**WHAT TO WORK ON**
The answer must consist of each line below that contains the word "query", copied in full.

**THE DATA**
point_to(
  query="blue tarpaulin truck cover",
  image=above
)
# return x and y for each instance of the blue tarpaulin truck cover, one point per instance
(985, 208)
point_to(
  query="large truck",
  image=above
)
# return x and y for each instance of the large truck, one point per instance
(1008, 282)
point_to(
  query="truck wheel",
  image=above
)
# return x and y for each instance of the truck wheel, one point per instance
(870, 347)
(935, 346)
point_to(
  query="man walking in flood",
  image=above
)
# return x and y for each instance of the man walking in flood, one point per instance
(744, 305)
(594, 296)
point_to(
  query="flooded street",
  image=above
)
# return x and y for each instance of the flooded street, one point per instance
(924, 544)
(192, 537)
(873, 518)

**TASK RESULT**
  query="blue tarpaulin truck cover",
  query="large truck",
  query="truck wheel",
  query="man walking in flood",
  query="flooded street",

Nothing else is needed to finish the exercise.